● WORK INSTRUCTIONS: Write the entries below out again exactly; any picture in them stays out.

Rows from a segmentation dataset
----

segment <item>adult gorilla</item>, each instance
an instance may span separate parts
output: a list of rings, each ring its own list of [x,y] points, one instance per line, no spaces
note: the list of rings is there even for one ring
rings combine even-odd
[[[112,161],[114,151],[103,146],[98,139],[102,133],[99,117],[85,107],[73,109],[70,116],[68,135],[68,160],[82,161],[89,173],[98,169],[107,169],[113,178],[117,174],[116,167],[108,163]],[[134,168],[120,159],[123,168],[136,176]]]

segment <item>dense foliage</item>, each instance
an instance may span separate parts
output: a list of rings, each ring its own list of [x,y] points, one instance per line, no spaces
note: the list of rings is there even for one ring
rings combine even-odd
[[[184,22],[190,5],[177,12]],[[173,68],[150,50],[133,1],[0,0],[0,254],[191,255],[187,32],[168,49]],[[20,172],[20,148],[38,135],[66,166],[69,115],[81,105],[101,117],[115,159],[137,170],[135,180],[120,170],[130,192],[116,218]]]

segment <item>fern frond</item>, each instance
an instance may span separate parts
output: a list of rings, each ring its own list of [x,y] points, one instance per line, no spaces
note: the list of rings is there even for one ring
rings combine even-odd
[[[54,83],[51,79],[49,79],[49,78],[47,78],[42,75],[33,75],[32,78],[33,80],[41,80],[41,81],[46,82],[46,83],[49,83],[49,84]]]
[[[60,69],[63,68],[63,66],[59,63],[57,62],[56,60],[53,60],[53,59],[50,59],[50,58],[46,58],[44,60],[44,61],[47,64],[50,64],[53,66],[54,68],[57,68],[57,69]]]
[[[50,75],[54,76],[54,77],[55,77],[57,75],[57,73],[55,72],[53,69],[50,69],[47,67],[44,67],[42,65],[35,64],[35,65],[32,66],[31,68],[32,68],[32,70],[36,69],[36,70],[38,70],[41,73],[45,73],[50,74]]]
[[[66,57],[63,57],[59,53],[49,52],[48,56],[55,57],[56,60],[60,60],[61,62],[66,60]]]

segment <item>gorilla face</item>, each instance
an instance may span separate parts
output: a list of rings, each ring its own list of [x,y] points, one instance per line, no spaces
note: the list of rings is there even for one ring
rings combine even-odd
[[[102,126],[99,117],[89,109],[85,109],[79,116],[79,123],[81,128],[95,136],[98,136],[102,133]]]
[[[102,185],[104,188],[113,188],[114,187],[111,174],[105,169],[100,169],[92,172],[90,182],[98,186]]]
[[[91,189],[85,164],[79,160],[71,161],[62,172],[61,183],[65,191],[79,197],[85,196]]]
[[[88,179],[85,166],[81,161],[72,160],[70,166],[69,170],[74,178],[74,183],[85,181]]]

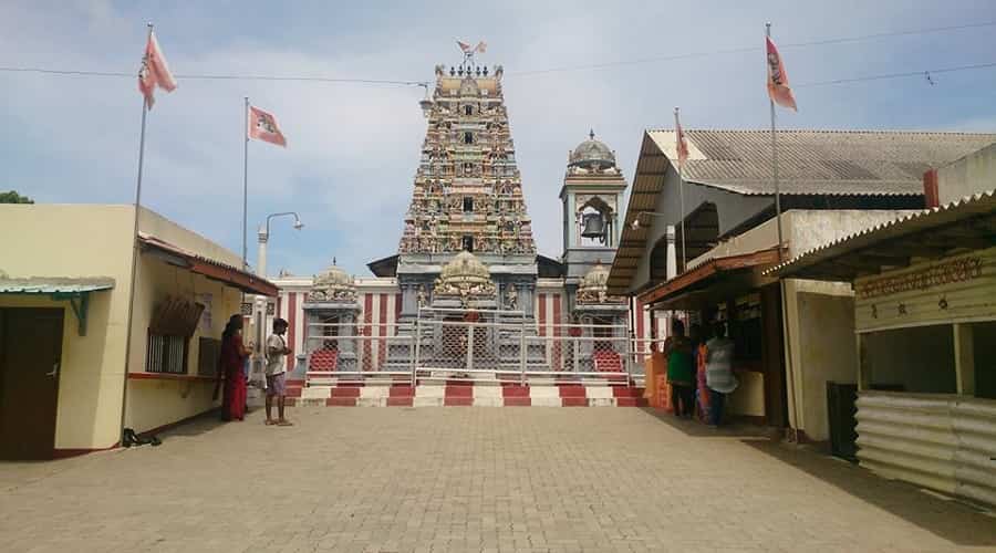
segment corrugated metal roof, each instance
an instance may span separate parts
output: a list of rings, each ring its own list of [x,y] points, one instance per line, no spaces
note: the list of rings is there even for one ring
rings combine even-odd
[[[687,181],[746,196],[774,195],[770,131],[686,129]],[[647,131],[636,160],[609,293],[624,294],[643,255],[651,226],[632,228],[653,211],[674,170],[674,131]],[[996,134],[905,131],[778,131],[779,191],[785,195],[921,195],[923,174],[996,143]]]
[[[279,292],[276,284],[249,271],[185,250],[146,232],[138,232],[138,241],[143,247],[178,255],[191,271],[231,284],[243,292],[269,296],[276,296]]]
[[[114,279],[0,279],[0,294],[79,294],[114,288]]]
[[[765,274],[778,276],[799,275],[807,269],[816,268],[816,265],[819,265],[820,263],[830,262],[842,255],[858,252],[864,248],[883,242],[884,240],[890,240],[893,248],[899,250],[899,246],[893,243],[896,239],[907,238],[919,241],[917,237],[922,233],[933,232],[932,237],[936,240],[942,238],[940,232],[934,231],[940,227],[946,227],[974,217],[988,216],[992,221],[994,215],[996,215],[996,190],[989,190],[962,198],[958,201],[951,202],[940,208],[925,210],[920,213],[884,222],[870,229],[828,242],[819,248],[813,248],[812,250],[800,253],[781,264],[772,267],[765,271]],[[969,244],[972,237],[966,237],[964,232],[965,229],[959,229],[959,234],[952,238],[948,243],[955,247],[959,243],[963,246]],[[976,231],[978,238],[982,238],[984,242],[988,242],[990,247],[996,246],[996,239],[994,239],[993,232],[994,230],[990,226],[982,226]],[[898,251],[896,255],[900,254],[901,253]],[[857,274],[857,270],[854,273]],[[836,268],[834,271],[828,273],[828,276],[833,275],[838,276],[836,280],[839,280],[839,276],[843,276],[840,272],[840,268]],[[802,276],[818,278],[819,275],[809,273],[802,274]]]
[[[674,158],[674,132],[651,131]],[[772,195],[769,131],[686,131],[688,182]],[[996,142],[996,134],[903,131],[778,131],[786,195],[920,195],[923,174]]]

----

● TASK SOLUTION:
segment <item>adult gorilla</item>, each instance
an instance may span separate parts
output: a list of rings, each ring its own list of [x,y] points, one instance per line, no spaces
note: the list of rings is there even for one ring
rings combine even-odd
[[[112,161],[114,151],[103,146],[98,139],[102,133],[99,117],[85,107],[73,109],[70,116],[68,135],[68,160],[82,161],[89,173],[98,169],[107,169],[113,178],[117,174],[116,167],[108,163]],[[134,168],[120,159],[123,168],[136,176]]]

segment <item>dense foliage</item>, each instance
an instance may span separate parts
output: a list of rings, each ring its own list of [x,y] points, one instance per line, no spaces
note: the list of rings is there even for one ring
rings combine even-odd
[[[184,22],[190,5],[177,12]],[[173,68],[150,50],[133,1],[0,0],[0,254],[191,255],[187,32],[168,49]],[[20,172],[20,148],[38,135],[66,166],[69,115],[81,105],[101,117],[115,159],[137,170],[135,180],[120,170],[130,192],[116,218]]]

segment <item>fern frond</item>, each instance
an instance may span separate parts
output: a list of rings, each ring its own list of [x,y] points, one instance per line, no spaces
note: the list of rings is there even for one ring
rings combine even-odd
[[[54,83],[51,79],[49,79],[49,78],[47,78],[42,75],[33,75],[32,78],[33,80],[41,80],[41,81],[46,82],[46,83],[49,83],[49,84]]]
[[[60,69],[63,68],[63,66],[59,63],[57,62],[56,60],[53,60],[53,59],[50,59],[50,58],[46,58],[44,60],[44,61],[47,64],[50,64],[53,66],[54,68],[57,68],[57,69]]]
[[[50,75],[54,76],[54,77],[55,77],[57,75],[57,73],[55,72],[53,69],[50,69],[47,67],[44,67],[42,65],[35,64],[35,65],[32,66],[31,68],[32,68],[32,70],[36,69],[36,70],[38,70],[41,73],[45,73],[50,74]]]
[[[66,57],[63,57],[59,53],[49,52],[48,56],[55,57],[56,60],[60,60],[61,62],[66,60]]]

segment <item>gorilla face</item>, each instance
an instance may span separate parts
output: a list of rings, each ring its own list of [x,y] points, one instance per line, no spaces
note: the list of rings is there even for one ring
rings combine even-odd
[[[102,126],[99,117],[89,109],[85,109],[79,116],[79,123],[81,128],[95,136],[98,136],[102,133]]]
[[[102,185],[104,188],[113,188],[114,187],[111,174],[105,169],[100,169],[92,172],[90,182],[98,186]]]
[[[91,189],[85,164],[79,160],[71,161],[62,172],[61,183],[65,191],[79,197],[85,196]]]
[[[88,179],[85,166],[81,161],[72,160],[70,166],[69,170],[74,178],[74,183],[85,181]]]

segment corrugated metal roof, each instance
an instance may span separate parts
output: a list of rings, each ring its own list of [x,y] points, one instance per line, no spaces
note: the list of rings is there even for one ring
rings combine even-odd
[[[687,181],[746,196],[774,195],[770,131],[686,129]],[[647,131],[636,160],[609,293],[624,294],[643,255],[651,226],[632,228],[653,211],[674,170],[674,131]],[[996,134],[905,131],[778,131],[779,191],[785,195],[921,195],[923,174],[996,143]]]
[[[279,292],[276,284],[249,271],[185,250],[146,232],[138,232],[138,241],[143,247],[178,255],[191,271],[231,284],[243,292],[269,296],[276,296]]]
[[[114,279],[0,279],[0,294],[79,294],[114,288]]]
[[[765,274],[778,276],[799,275],[807,269],[816,268],[816,265],[819,265],[820,263],[830,262],[842,255],[858,252],[864,248],[883,242],[884,240],[890,240],[893,248],[899,250],[899,246],[893,243],[896,239],[907,238],[919,241],[917,237],[922,233],[933,232],[932,237],[936,240],[942,238],[940,232],[934,231],[940,227],[946,227],[974,217],[988,216],[992,221],[994,215],[996,215],[996,190],[989,190],[962,198],[958,201],[951,202],[940,208],[925,210],[920,213],[884,222],[870,229],[828,242],[819,248],[813,248],[812,250],[800,253],[781,264],[772,267],[765,271]],[[969,244],[972,237],[966,237],[964,232],[965,229],[959,229],[959,234],[952,238],[948,243],[955,247],[959,243],[963,246]],[[976,231],[978,238],[982,238],[984,242],[988,242],[990,247],[996,246],[996,239],[994,239],[993,232],[994,230],[990,226],[982,226]],[[898,251],[896,255],[900,254],[901,253]],[[857,274],[857,270],[854,273]],[[836,268],[834,271],[828,273],[828,276],[833,275],[838,276],[836,280],[839,280],[839,276],[843,276],[840,272],[840,268]],[[802,276],[818,278],[819,275],[809,273],[802,274]]]
[[[674,158],[674,132],[651,131]],[[772,195],[769,131],[686,131],[688,182]],[[996,142],[996,134],[903,131],[778,131],[786,195],[920,195],[923,174]]]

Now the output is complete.